Written exercise 1 |
Duplicate the passage of the interview questions text between "In no particular" and "about this role?", inclusive.

Given text |
----

In a typical interview scenario, the last 10 – 15 minutes will be (or should be!) reserved for candidates to ‘turn the tables’ and put the interviewers in the ‘hot seat’.

As a candidate, one of the most critical questions you’ll be asked during an interview is “Do you have any questions for us?”. It gives you the chance to impress the interviewer with thoughtful and intelligent questions while clarifying and filling in gaps in your understanding of the role. Your response to this important question can make-or-break your success in an interview so I’ve prepared a cheat sheet to help you land your dreamjob.

In no particular order, here are 10 questions that candidates should be asking in an interview.

Note: you won’t have time to ask every question in this list, so choose the ones that are most relevant and haven’t already been covered during the interview

  1. What is not in the job posting that I should know about this role?

Career site  job postings are often short, incomplete, outdated or don’t tell the full story so this question can fill in the gaps and/or correct any inaccuracies.

  1. What do you love about working in this team, and why do you choose to work here?

This questions gives you authentic insight into the dynamics of the team and the broader company culture.

----

Supplied material |
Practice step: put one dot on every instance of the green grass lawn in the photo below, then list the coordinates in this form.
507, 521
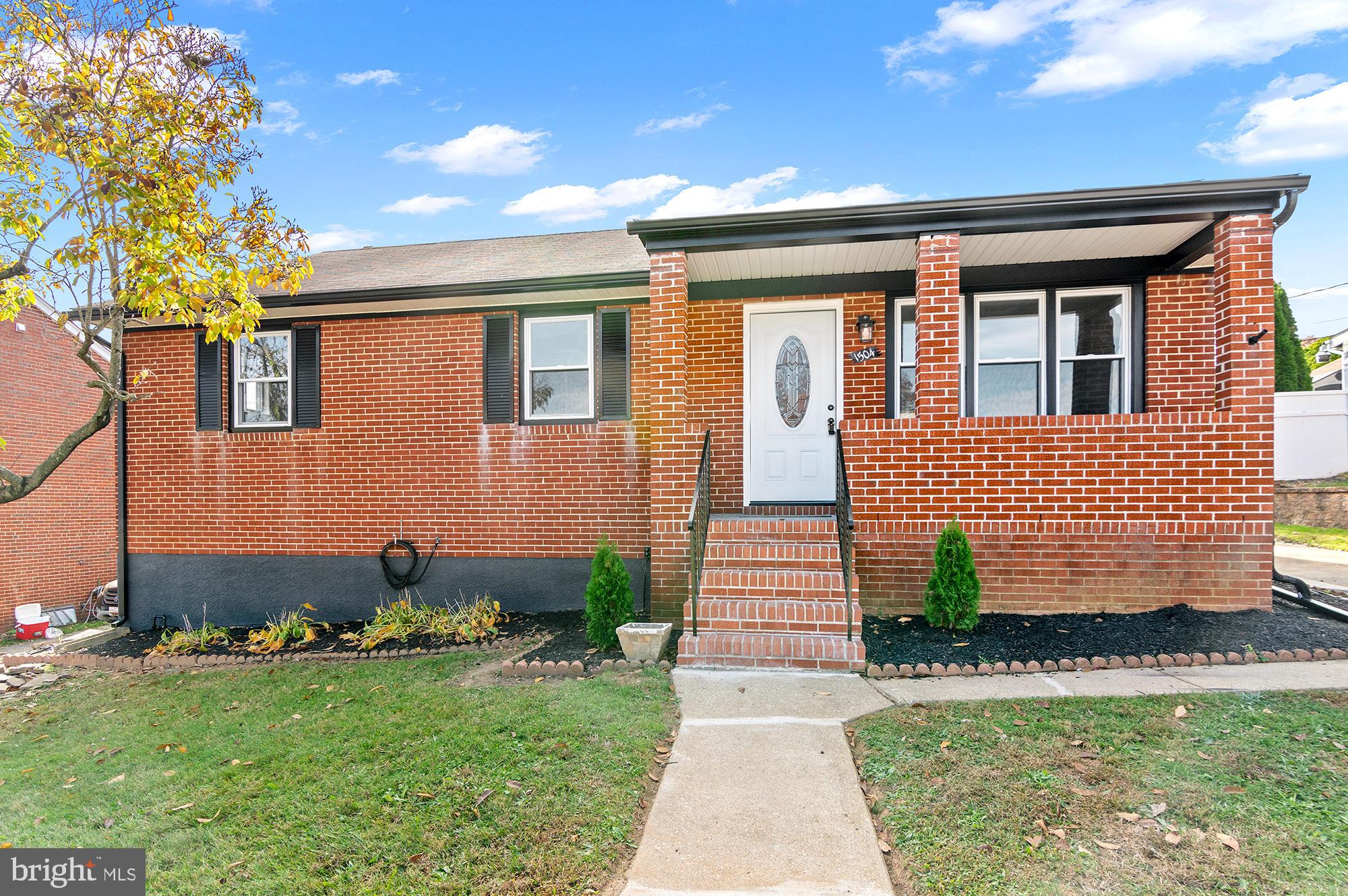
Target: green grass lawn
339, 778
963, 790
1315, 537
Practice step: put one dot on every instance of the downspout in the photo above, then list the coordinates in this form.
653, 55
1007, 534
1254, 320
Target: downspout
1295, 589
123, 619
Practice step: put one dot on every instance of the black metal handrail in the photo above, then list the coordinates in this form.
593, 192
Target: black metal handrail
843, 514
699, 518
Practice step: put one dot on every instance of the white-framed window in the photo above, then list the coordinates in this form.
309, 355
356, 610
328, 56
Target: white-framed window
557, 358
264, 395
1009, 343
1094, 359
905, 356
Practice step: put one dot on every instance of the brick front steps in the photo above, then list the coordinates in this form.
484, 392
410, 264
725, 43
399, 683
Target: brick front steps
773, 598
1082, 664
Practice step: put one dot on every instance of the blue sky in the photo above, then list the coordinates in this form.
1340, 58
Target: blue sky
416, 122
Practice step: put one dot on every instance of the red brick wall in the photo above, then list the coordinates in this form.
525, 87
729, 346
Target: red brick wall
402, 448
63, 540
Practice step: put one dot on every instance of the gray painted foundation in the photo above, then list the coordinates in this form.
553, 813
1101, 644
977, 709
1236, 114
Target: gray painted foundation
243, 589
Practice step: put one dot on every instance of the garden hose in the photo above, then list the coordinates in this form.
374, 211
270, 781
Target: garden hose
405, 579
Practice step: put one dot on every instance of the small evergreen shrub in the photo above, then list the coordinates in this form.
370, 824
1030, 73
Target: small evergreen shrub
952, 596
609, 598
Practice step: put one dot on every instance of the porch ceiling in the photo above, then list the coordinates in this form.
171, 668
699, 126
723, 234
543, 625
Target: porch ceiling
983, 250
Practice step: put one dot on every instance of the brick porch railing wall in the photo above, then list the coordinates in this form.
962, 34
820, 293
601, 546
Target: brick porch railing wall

----

Written exercise 2 |
In the records, write out every line from the one holding "Practice step: put one dot on every instance of the porch" through the last line of the records, inclusive.

Solution 1 |
In no particular order, here are 10 questions that candidates should be asking in an interview.

Note: you won’t have time to ask every question in this list, so choose the ones that are most relevant and haven’t already been covered during the interview

  1. What is not in the job posting that I should know about this role?

Solution 2 |
Practice step: put one dot on every instance of the porch ceiling in the photo above, then list the coordinates in this form.
171, 668
699, 126
723, 234
543, 625
Target: porch ceiling
983, 250
Practice step: put one dot on every instance of the brick porch railing wall in the photo above, then list the coordinates in this form.
962, 34
820, 293
601, 546
Target: brick porch railing wall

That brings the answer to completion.